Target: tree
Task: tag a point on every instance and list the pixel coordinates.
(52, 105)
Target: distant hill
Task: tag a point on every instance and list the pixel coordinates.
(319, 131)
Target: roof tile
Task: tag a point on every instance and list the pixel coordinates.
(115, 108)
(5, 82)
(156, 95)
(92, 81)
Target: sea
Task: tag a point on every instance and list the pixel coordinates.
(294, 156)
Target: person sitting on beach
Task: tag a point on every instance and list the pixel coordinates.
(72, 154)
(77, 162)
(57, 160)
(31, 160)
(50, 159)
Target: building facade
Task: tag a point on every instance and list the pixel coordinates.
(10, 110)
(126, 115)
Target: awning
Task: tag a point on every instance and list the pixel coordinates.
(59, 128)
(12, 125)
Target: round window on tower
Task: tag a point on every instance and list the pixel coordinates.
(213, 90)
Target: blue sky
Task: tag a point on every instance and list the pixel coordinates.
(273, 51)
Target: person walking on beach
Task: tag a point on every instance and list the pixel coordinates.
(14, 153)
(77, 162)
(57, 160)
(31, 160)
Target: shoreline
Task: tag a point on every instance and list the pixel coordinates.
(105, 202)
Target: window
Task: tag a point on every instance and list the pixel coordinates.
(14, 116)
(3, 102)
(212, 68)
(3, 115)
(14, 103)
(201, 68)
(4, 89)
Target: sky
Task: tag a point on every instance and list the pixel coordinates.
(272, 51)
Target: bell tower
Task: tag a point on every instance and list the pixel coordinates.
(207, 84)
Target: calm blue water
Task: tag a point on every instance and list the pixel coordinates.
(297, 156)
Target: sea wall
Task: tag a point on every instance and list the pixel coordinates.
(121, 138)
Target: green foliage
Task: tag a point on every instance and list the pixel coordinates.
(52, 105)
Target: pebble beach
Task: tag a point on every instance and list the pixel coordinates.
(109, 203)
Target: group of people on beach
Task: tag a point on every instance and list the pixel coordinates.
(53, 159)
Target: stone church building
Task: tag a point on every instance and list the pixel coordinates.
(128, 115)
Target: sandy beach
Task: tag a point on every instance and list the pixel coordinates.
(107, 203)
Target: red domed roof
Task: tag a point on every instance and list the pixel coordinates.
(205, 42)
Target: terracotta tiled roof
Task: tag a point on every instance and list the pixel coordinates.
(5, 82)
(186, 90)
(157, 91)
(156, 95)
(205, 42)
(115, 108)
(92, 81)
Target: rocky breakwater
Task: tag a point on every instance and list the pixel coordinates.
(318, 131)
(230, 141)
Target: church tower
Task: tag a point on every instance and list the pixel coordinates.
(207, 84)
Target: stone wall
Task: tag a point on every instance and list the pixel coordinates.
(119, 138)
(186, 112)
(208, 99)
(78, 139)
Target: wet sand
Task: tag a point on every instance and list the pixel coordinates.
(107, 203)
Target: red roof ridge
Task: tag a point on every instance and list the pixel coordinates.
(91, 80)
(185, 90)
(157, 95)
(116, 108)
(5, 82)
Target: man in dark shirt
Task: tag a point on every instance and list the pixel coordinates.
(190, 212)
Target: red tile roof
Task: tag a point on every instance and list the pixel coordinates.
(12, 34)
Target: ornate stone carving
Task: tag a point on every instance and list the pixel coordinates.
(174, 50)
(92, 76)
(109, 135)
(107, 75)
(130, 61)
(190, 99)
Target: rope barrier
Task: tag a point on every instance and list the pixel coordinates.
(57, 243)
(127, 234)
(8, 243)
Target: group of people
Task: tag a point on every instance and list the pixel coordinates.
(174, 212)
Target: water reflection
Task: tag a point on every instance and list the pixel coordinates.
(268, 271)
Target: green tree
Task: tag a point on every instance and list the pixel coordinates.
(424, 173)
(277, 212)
=====
- **PROBLEM**
Copy out every line from the one containing "Target: water reflection" down to the end of the rows, requests included. In the answers, multiply each pixel coordinate by 0.5 and round to a whole number, with halves rounded up.

- **WORKED ANSWER**
Target: water reflection
Task: tag a point on every instance and list the pixel coordinates.
(134, 136)
Target: green tree
Task: tag a point on every instance and list the pixel coordinates.
(212, 87)
(139, 106)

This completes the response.